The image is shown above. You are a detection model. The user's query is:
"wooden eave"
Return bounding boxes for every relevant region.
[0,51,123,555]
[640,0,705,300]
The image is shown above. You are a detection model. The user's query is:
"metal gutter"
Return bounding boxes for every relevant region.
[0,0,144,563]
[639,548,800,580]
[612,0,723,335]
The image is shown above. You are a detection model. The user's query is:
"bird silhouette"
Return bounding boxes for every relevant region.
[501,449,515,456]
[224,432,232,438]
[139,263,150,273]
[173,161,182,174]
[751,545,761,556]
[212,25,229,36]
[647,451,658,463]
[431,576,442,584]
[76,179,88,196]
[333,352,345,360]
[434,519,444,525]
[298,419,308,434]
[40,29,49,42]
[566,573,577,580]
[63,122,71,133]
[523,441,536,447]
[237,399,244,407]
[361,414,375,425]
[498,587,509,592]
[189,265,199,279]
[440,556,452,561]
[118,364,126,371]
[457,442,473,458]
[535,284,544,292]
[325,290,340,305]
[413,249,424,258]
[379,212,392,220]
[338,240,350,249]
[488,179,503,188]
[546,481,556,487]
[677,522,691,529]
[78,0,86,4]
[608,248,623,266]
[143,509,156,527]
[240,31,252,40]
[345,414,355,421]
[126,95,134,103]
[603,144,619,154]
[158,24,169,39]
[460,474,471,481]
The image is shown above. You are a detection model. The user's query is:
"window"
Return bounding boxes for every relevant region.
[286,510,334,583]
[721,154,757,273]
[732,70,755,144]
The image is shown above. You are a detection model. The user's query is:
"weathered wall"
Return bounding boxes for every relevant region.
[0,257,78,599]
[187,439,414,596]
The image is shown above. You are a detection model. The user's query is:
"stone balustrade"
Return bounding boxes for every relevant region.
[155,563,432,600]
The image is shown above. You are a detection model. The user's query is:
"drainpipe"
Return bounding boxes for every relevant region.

Activity> Quote the listing in full, please, keeping every line exact.

Result>
The image is shown above. You are a detection model. The user's query is:
"wooden eave"
Return bounding boxes for every relevant region.
[0,51,123,555]
[640,0,705,300]
The image is shown above. You are a detection model. The user's query is:
"metal gutter"
Return bounding boxes for every relevant region.
[0,0,144,563]
[639,548,800,580]
[612,0,723,335]
The image is shown above. You are a detection model. The user's query is:
"bird silhouette"
Return bounding boxes for every relevant region.
[501,449,515,456]
[224,432,232,438]
[139,263,150,273]
[173,161,182,174]
[751,545,761,556]
[212,25,229,36]
[647,451,658,463]
[431,576,442,584]
[76,179,88,196]
[333,352,345,360]
[434,519,444,525]
[298,419,308,434]
[40,29,49,42]
[566,573,577,580]
[63,122,71,133]
[523,441,536,447]
[237,399,244,407]
[361,414,375,425]
[498,587,509,592]
[189,265,199,279]
[440,556,452,561]
[118,364,126,371]
[457,442,473,458]
[535,284,544,292]
[325,290,340,305]
[413,249,424,258]
[379,212,392,220]
[338,240,350,249]
[488,179,503,188]
[546,481,556,487]
[677,522,691,529]
[78,0,86,4]
[608,248,623,266]
[143,509,156,527]
[240,31,252,40]
[345,414,355,421]
[126,95,134,103]
[603,144,619,154]
[158,24,169,39]
[460,474,471,481]
The image is shown above. You are a detection model. The user's query is:
"window"
Return bounding boxes for every relevant region.
[286,510,334,583]
[721,154,757,273]
[732,70,755,144]
The image is shown above. You are a detection model. The user's query is:
"weathered wall"
Return bounding boxes for every relevant region.
[0,257,78,599]
[187,439,414,596]
The image is shown above. You are a detection model. The user's query is:
"stone balustrade"
Return bounding boxes for every relevant region.
[155,563,432,600]
The image is shown above. You are a detection model. The user's query is:
"drainpipe"
Return bounding boxes for every relevant region.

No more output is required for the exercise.